Top of EXERCISE MATERIALS
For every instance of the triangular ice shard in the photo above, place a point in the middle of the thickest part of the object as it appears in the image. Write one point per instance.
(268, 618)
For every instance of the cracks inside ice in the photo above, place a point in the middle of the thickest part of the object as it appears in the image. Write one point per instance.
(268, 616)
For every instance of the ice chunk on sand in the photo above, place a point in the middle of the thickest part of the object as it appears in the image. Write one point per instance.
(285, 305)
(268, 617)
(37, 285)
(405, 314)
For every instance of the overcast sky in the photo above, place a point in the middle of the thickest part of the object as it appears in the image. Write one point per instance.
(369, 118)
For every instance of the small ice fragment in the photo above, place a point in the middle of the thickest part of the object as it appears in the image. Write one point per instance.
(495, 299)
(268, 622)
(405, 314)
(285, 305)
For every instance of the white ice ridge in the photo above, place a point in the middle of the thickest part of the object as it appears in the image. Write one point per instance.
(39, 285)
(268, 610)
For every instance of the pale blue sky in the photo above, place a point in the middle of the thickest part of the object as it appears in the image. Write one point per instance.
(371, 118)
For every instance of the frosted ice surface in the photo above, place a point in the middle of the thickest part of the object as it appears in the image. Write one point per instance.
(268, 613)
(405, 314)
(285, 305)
Bottom of EXERCISE MATERIALS
▶ [WHAT IS REQUIRED]:
Using the data above, restate every record word for word.

▶ [RESPONSE FOR THIS EXERCISE]:
For every instance of the triangular ice shard in the photo above, place a point in the middle of the thickest part of the object as it appears in the image. Write one point per instance.
(268, 618)
For every instance of the cracks inside ice in the photo above, place a point in the middle of the thickest part of the object as it appears in the image. Write one point per instance.
(268, 616)
For every instance of the ice chunk on sand in the photo above, place a point in the middle of the thickest part of the object as it appears in the image. Write one point per instance.
(285, 305)
(268, 617)
(37, 285)
(405, 314)
For every instance of the overcast sky in the photo above, place a point in the middle of the thickest part of the object as it appears in the image. Write one point per instance.
(369, 118)
For every instance of the small ice fragment in the photo above, place a point in the middle of the thickest part of the object as it appears in the image. Write one point per instance.
(495, 299)
(268, 622)
(405, 314)
(285, 305)
For every instance of the white ice ridge in the photo above, place a point in the middle of the thickest part of the object as it appears in the image. Write one point per instance.
(39, 285)
(268, 610)
For every instance of the pale blue sky in the photo above, place a point in the middle of the thickest part of the object as it appears in the image. Write one point per instance.
(371, 118)
For every instance of the frosted ice surface in the photo above, place a point in the middle of the thickest part of the object as it appears in the image. Write one point per instance.
(268, 613)
(405, 314)
(285, 305)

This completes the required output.